• TASK TO COMPLETE: Go through the lines below and copy each one that holds the string "grass".

•••

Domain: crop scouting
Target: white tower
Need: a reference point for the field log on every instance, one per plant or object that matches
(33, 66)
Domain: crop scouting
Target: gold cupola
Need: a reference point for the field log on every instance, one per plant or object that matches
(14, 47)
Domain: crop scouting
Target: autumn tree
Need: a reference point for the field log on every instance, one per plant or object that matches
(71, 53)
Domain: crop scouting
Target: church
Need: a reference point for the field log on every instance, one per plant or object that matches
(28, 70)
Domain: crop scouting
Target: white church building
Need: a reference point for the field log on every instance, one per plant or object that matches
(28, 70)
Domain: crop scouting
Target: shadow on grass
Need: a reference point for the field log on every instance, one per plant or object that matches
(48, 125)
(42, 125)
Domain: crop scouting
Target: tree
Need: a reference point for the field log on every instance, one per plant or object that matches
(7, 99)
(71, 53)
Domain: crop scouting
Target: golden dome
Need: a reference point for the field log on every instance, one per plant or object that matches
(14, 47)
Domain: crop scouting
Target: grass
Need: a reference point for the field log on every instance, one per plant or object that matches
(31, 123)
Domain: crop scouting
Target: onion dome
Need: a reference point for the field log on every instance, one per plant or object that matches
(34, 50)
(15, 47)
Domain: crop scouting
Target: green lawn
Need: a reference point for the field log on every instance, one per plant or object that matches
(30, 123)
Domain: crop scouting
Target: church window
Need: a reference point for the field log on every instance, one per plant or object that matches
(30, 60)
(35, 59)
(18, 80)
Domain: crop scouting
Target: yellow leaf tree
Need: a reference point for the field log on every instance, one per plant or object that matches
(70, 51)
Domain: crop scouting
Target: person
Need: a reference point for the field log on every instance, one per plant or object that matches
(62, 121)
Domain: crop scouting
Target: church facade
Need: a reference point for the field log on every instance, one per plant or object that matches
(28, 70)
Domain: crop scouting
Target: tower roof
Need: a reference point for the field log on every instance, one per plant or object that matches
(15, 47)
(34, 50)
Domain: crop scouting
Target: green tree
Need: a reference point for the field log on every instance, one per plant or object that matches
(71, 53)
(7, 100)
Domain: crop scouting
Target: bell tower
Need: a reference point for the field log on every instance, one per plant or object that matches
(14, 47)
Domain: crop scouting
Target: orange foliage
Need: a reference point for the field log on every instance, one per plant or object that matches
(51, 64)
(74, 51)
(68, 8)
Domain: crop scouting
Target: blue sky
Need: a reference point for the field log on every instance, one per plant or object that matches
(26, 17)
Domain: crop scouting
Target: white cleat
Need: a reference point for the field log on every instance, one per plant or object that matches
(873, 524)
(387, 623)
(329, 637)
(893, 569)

•••

• TASK OUTPUT:
Target: shadow on grass
Target: grass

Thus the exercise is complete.